-- SOURCE EXTRACT follows --

Abstract

Future transportation liquid fuels are mainly focused on biological sources due to the scope of carbon-neutral nature. The Government has mandated the blending of 10% ethanol in fuel but right now only around 6% ethanol is being added to the fuel, the IOC source said. This was mainly due to low ethanol production in the country. Nearly 4bn litres of ethanol will be required to achieve the 10% ethanol blending ratio. Among the biological sources, lignocellulosic feedstocks are a good candidate for bioethanol production if adequately pre-treated for lignin removal. The main aim of this study to assess the effectiveness of the combined process (oxidative lime pre-treatment) used in a catalytic reactor to pre-treat the pearl millet straw. To optimize the combined pretreatment process parameters, three levels of three independent parameters viz., lime loading (8, 10 and 12%), reaction time (5, 20 and 60 min.) and reactor column height (0.6, 0.9 and 1.2 m) were selected and analysed via central composite design of experiments with response surface methodology approach. Results of the output responses like percentage reduction in lignin, hemicellulose, cellulose increase and total reducing sugars were discussed. X-Ray diffraction (XRD) analysis supports and confirms these results. The highest lignin reduction and total reducing sugars were achieved as 69% and 155 mg/g, respectively via optimal conditions (lime: 12%, reactor column height: 1.2 m and reaction period: 60 min.). Enzymatic saccharification studies show the highest reducing sugar yield was 40.6±0.6 mg/g in 96 h at 40 FPU/g. Determination of specific reducing sugars: arabinose, xylose, fructose, mannose, galactose and glucose were performed by HPLC RI using COL-AMINO 150×4.6mm column. This innovative pre-treatment reactor was more effective for lignin removal.

-- SOURCE EXTRACT concluded --
-- EXTRACTED ENTRIES follows --

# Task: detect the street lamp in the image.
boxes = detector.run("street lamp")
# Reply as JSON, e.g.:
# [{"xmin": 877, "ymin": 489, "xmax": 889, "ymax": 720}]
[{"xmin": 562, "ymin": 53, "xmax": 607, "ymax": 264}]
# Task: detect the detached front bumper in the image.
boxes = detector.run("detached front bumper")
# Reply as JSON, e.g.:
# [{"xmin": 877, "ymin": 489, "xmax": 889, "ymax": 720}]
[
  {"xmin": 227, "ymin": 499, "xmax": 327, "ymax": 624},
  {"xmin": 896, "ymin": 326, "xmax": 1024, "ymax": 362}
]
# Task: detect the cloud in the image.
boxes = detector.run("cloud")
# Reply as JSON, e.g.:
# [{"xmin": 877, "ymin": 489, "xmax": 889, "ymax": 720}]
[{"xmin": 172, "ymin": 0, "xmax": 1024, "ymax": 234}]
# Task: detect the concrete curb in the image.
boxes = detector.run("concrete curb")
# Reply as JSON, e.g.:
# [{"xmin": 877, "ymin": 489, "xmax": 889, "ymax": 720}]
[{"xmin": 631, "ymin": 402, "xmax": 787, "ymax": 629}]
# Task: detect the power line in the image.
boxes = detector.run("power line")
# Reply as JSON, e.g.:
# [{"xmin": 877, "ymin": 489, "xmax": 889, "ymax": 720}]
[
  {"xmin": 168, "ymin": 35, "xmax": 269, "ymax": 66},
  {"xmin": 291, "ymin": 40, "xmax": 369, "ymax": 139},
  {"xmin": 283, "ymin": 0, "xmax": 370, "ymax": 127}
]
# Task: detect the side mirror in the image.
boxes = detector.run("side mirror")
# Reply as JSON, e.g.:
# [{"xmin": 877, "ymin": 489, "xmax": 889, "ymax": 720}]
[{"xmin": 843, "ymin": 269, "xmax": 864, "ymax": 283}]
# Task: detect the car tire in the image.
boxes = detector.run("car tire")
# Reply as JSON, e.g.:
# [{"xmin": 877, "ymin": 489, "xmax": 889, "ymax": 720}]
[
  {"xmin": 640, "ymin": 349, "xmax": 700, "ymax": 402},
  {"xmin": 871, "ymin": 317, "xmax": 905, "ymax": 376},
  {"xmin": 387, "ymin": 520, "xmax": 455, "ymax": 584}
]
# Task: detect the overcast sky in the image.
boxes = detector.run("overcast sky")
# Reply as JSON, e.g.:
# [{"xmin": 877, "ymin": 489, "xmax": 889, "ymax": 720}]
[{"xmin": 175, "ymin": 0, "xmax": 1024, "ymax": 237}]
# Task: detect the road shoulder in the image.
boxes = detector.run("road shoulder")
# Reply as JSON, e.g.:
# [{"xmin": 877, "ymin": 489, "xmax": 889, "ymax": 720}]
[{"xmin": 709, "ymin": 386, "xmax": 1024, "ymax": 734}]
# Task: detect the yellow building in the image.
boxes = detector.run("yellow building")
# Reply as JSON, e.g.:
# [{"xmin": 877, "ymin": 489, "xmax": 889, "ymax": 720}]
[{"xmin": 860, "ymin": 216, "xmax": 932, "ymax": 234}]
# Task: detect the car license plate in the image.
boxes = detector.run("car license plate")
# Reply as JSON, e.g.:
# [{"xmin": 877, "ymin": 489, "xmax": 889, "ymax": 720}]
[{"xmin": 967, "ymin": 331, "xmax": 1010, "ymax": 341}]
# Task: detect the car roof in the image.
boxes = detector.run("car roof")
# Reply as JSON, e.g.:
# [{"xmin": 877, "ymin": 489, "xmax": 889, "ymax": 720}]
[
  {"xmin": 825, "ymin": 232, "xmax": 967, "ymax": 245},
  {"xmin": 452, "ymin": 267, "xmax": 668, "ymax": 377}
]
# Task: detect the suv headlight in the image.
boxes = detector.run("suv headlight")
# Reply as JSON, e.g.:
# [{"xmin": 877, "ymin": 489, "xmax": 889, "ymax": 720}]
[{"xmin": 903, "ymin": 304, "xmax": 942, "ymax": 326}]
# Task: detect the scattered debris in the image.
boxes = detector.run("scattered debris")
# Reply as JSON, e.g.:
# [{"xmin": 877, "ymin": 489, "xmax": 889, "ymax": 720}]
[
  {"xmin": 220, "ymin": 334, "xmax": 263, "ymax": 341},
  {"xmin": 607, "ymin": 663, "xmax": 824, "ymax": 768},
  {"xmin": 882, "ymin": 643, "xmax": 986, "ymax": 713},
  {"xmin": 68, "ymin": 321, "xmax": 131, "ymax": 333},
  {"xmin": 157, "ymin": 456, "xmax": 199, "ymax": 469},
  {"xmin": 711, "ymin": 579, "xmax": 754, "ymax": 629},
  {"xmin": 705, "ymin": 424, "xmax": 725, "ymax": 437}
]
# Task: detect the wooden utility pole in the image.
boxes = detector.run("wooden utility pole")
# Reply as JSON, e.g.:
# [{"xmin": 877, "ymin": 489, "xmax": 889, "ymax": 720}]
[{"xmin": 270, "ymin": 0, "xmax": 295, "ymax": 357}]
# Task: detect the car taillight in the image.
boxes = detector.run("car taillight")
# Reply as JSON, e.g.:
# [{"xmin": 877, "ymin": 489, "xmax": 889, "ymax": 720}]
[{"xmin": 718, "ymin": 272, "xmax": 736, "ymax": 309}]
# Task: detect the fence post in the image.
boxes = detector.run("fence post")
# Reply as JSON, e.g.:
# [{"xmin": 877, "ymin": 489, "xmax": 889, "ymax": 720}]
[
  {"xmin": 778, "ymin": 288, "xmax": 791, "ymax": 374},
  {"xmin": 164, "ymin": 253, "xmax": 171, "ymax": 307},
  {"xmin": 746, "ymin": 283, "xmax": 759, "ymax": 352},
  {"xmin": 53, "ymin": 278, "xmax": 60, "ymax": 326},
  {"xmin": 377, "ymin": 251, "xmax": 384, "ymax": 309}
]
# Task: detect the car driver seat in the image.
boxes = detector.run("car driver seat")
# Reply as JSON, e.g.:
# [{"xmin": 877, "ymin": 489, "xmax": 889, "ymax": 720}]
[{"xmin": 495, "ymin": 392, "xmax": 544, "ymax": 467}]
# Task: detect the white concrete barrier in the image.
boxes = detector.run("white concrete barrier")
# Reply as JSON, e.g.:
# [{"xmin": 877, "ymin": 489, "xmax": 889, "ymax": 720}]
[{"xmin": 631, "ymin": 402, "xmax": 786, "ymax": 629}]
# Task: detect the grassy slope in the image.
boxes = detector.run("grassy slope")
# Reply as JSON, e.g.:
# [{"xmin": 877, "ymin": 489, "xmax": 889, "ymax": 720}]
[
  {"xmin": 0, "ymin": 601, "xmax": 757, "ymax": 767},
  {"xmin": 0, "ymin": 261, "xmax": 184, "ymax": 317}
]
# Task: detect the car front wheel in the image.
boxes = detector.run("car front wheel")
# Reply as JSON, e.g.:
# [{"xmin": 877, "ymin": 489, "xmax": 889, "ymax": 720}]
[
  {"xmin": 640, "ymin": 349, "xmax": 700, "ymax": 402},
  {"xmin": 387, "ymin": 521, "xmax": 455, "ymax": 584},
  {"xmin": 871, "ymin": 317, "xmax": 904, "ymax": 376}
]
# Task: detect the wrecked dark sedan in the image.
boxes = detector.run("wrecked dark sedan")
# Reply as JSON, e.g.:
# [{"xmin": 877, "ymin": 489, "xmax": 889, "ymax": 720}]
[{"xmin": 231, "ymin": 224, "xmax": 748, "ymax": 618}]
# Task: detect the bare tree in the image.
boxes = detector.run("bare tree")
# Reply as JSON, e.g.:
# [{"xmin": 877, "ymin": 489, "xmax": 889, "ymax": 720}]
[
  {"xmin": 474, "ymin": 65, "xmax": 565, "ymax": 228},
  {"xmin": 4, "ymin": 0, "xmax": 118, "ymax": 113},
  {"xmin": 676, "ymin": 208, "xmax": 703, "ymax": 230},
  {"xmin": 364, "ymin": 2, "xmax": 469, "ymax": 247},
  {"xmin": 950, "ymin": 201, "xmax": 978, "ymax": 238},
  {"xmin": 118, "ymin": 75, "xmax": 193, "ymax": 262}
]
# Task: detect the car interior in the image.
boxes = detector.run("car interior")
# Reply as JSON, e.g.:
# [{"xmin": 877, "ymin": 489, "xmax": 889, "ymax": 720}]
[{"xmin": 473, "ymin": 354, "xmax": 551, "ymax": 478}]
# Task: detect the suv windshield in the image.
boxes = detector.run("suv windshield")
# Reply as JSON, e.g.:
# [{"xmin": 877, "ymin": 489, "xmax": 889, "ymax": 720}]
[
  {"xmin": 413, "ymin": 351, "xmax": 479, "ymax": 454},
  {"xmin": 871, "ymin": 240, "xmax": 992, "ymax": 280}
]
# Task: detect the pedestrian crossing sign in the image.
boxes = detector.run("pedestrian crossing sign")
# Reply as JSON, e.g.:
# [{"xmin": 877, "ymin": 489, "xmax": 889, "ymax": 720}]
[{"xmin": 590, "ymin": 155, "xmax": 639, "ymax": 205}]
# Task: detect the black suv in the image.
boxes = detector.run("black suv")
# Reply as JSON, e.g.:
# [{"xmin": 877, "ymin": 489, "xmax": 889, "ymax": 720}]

-- EXTRACTED ENTRIES concluded --

Answer these questions from the abstract on pearl millet straw pretreatment:
1. About how much ethanol would be needed to reach the 10% blending ratio?
2. Which three reactor column heights were selected?
3. Which column was used for the HPLC RI determination of specific reducing sugars?

● ANSWER SECTION
1. Nearly 4 billion liters.
2. 0.6, 0.9 and 1.2 m.
3. A COL-AMINO 150×4.6mm column.